**Task brief:** Render the data below as a two-column CSV with the headers text and answer, one row per text-and-answer pair, putting each value in a single quoted field with line breaks replaced by spaces. Begin at the line that contains "Task: where can the round" and stop after the line that contains "x=305, y=191".

** START Data to process **

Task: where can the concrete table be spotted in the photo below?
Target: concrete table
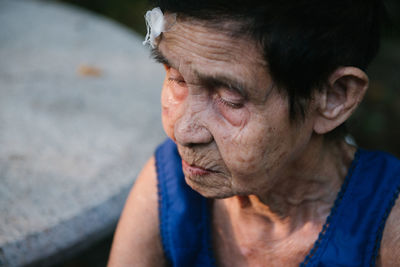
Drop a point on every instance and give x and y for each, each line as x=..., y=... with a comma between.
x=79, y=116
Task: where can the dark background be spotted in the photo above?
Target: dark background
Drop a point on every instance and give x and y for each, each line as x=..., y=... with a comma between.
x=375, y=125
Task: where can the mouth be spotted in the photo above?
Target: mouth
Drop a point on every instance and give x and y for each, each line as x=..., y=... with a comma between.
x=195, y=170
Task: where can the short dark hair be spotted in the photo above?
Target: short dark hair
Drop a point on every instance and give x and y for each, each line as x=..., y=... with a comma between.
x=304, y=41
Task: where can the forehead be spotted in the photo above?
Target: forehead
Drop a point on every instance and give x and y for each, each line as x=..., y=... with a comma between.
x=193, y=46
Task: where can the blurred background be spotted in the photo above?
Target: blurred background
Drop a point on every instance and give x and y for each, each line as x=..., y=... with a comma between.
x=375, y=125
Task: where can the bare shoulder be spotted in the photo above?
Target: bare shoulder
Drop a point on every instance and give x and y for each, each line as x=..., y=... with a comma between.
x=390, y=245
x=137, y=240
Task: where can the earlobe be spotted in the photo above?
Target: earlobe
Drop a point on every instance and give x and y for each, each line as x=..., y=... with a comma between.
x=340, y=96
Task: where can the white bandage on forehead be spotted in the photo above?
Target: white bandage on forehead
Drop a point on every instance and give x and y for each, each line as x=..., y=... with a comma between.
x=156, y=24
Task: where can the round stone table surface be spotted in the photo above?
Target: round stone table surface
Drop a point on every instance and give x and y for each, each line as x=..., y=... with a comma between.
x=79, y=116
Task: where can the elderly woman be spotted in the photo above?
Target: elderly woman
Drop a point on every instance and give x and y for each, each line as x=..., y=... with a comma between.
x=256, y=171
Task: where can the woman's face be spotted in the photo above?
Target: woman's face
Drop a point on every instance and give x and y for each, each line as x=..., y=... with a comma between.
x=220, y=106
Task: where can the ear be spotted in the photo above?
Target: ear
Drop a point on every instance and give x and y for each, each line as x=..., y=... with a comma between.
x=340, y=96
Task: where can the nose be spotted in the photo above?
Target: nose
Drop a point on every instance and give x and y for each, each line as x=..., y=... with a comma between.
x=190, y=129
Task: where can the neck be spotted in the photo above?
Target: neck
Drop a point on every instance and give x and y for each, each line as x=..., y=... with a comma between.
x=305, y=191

** END Data to process **
** START Data to process **

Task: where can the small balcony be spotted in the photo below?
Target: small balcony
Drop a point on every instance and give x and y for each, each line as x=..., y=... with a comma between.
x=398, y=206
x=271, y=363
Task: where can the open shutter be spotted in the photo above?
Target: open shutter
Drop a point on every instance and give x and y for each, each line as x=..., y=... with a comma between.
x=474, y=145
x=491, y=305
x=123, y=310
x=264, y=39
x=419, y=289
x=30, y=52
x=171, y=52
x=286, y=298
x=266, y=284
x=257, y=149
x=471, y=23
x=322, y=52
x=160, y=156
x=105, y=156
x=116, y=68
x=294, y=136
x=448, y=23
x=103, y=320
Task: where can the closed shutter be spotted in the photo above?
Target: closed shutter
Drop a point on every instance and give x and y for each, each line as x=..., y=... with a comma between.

** END Data to process **
** START Data to process **

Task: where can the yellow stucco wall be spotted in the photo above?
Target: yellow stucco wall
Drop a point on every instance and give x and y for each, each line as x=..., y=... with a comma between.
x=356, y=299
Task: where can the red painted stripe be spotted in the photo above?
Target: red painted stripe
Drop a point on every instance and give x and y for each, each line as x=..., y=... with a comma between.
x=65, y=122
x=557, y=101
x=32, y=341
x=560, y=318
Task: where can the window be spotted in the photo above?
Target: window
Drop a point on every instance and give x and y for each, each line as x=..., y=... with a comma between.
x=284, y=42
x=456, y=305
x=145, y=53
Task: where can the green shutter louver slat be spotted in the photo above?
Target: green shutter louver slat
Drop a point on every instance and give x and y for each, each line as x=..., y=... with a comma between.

** END Data to process **

**Written solution:**
text,answer
"Task: where can the round stone table surface be spotted in the photo above? Target: round stone table surface Drop a point on every instance and give x and y for each, each line as x=..., y=... with a comma between.","x=79, y=116"
"Task: where can the elderly woman be spotted in the photo above? Target: elderly woman Drop a point on every instance and give x and y for each, each line as x=..., y=... with a comma between.","x=256, y=171"
"Task: where can the woman's face be spotted in the photo above? Target: woman's face Drop a point on every instance and give x and y for each, each line as x=..., y=... with a comma between.","x=220, y=106"
"Task: where can the ear be spotted in the photo above? Target: ear Drop a point on every instance and give x and y for each, each line as x=..., y=... with a comma between.","x=340, y=96"
"Task: where can the nose be spotted in the photo above? Target: nose Drop a point on every instance and give x and y for each, each line as x=..., y=... with a comma between.","x=190, y=129"
"Task: where can the neck be spotted in the photo above? Target: neck Drop a point on every instance and give x and y for each, each line as x=..., y=... with a comma between.","x=305, y=191"